**SELECTED TEXT**
________________

Nikolai Tolstoy | |
---|---|
Head of the House of Tolstoy | |
Preceded by | Count Dmitri Tolstoy |
Chancellor of the IML | |
Assumed office 1987 | |
Preceded by | Kenneth McLennan Hay |
Personal details | |
Born | London, England | 23 June 1935
Political party | Conservative (1991–96) UKIP (1996–present) |
Spouse | Georgina Brown |
Children | Countess Alexandra Countess Anastasia Count Dimitri Countess Xenia |
Parent(s) | Count Dimitri Tolstoy Mary Wicksteed |
Alma mater | Trinity College Dublin |
Profession | Historian, writer |
Awards | Adèle Mellen Prize (2009) |
Count Nikolai Dmitrievich Tolstoy-Miloslavsky FRSL (Russian: Граф Николай Дмитриевич Толстой-Милославский; born 23 June 1935), known as Nikolai Tolstoy, is a British monarchist and historian. He is a former parliamentary candidate of the UK Independence Party and is the current nominal head of the House of Tolstoy, a Russian noble family.
Early life
Born in England in 1935, Tolstoy is of part Russian descent. The son of Count Dimitri Tolstoy and Mary Wicksteed, he is a member of the noble Tolstoy family. He grew up as the stepson of author Patrick O'Brian, whom his mother married after his parents divorced. On his upbringing he has written:
Like thousands of Russians in the present century, I was born and brought up in another country and was only able to enter the land of my ancestors as a visitor in later years. It was nevertheless a very Russian upbringing, one which impressed on me the unusual nature of my inheritance. I was baptised in the Russian Orthodox Church and I worshipped in it. I prayed at night the familiar words Oche nash, attended parties where little Russian boys and girls spoke a mixture of languages, and felt myself by manner and temperament to be different than my English friends. I think I was the most affected by those melancholy and evocative Russian homes where my elders, for the most part people of great charm and eccentricity, lived surrounded by the relics – ikons, Easter eggs, portraits of Tsar and Tsaritsa, family photographs, and émigré newspapers – of that mysterious, far-off land of wolves, boyars, and snow-forests of Ivan Bilibin's famous illustrations to Russian fairy-tales. Somewhere there was a real Russian land to which we all belonged, but it was shut away over distant seas and space of years.[1][2]
Tolstoy holds dual British and Russian citizenship. He was educated at Wellington College, Sandhurst, and Trinity College Dublin.

________________

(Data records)
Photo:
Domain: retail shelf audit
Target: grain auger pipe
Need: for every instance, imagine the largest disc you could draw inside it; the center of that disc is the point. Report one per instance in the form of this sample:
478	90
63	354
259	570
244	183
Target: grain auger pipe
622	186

________________

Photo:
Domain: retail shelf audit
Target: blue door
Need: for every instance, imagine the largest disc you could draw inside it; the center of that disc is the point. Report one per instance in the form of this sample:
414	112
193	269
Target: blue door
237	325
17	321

________________

**WHAT TO WORK ON**
a) Condense the paragraph of the Nikolai Tolstoy article that begins "Count Nikolai Dmitrievich Tolstoy-Miloslavsky" into a short bulleted list that keeps its main facts.
b) Answer these questions from the Nikolai Tolstoy article:
(i) Whom did his mother marry after his parents divorced?
(ii) What award did he receive in 2009?
(iii) Which two citizenships does he hold?

**RESULTS BY TASK**
a)
- Full name: Count Nikolai Dmitrievich Tolstoy-Miloslavsky FRSL, known as Nikolai Tolstoy
- Born 23 June 1935
- British monarchist and historian
- Former parliamentary candidate of the UK Independence Party
- Current nominal head of the House of Tolstoy, a Russian noble family

b)
(i) The author Patrick O'Brian
(ii) The Adèle Mellen Prize
(iii) British and Russian